WORK TO DO ::
Find each line in the data below that contains the word "distant", and copy those lines. Case counts when matching.
++++++
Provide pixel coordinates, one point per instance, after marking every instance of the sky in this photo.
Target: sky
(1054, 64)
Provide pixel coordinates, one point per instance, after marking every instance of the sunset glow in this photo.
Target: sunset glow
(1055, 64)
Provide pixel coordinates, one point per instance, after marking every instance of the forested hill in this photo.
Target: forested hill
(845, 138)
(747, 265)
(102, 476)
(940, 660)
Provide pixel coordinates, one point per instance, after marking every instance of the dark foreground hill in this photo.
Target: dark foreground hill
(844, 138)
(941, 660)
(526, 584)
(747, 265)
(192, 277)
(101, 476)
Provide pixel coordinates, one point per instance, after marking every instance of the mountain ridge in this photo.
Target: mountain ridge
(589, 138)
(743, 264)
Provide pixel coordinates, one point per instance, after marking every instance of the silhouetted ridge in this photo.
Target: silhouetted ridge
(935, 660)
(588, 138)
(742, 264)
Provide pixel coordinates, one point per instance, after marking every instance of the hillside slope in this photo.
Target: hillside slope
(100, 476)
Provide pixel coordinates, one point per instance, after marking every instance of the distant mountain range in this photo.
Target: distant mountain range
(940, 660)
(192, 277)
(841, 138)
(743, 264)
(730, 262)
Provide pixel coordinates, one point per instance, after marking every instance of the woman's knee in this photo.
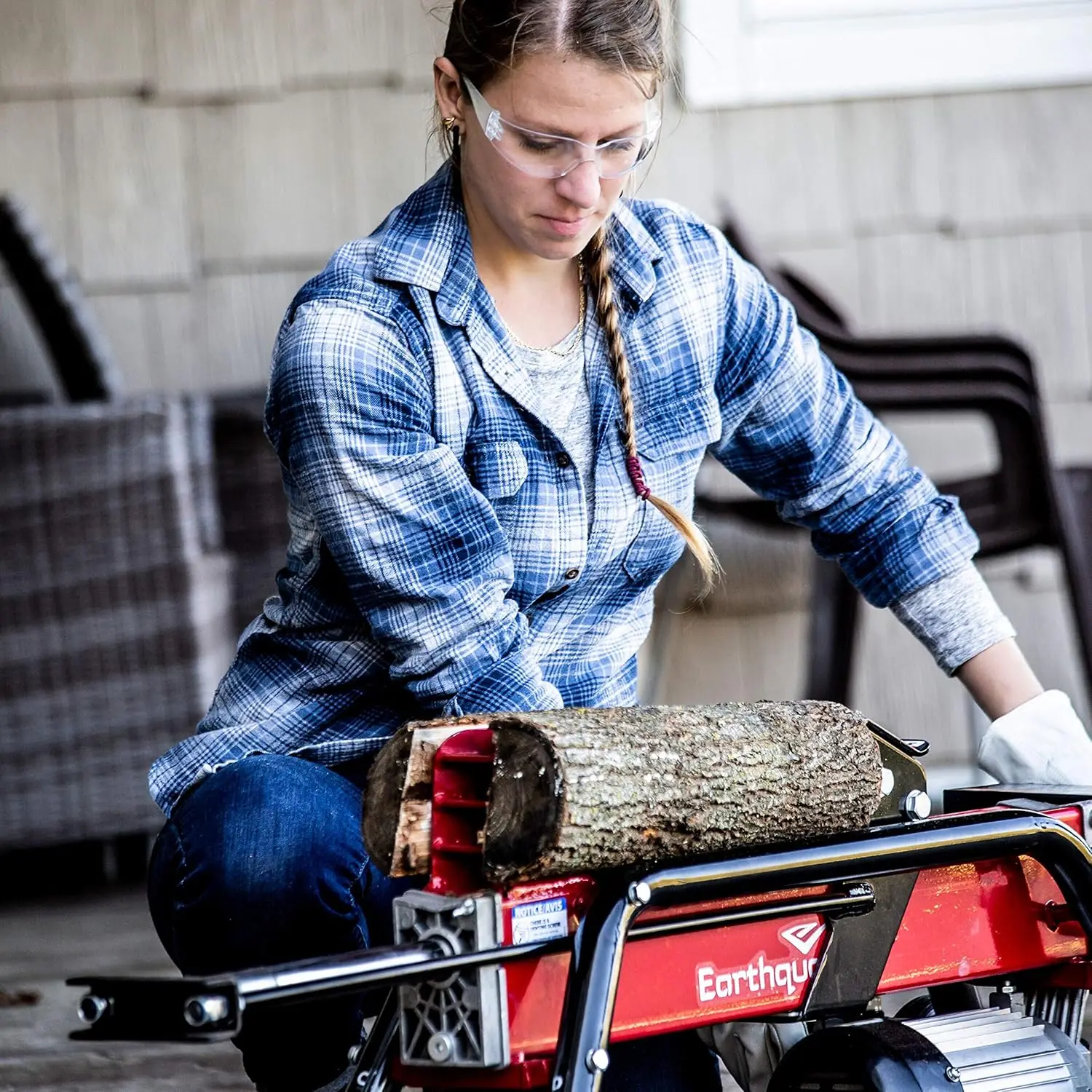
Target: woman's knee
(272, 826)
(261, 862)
++++++
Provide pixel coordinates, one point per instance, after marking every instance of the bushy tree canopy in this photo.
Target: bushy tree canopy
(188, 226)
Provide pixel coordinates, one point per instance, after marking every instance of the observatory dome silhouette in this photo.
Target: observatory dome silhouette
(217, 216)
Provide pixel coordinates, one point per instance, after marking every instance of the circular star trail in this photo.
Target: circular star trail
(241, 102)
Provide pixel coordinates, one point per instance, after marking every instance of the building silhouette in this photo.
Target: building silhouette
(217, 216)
++++++
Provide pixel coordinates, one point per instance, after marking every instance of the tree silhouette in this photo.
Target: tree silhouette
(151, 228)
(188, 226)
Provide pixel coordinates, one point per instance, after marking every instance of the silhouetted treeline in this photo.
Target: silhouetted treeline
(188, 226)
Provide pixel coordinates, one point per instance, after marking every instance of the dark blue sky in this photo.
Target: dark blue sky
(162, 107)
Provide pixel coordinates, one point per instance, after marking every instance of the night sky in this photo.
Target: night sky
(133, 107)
++++++
EXERCISE OUTPUT ::
Provide pixel coordinates, one point per instance, after marking every instance of the distant mountain range in this photo.
Target: distant mountain range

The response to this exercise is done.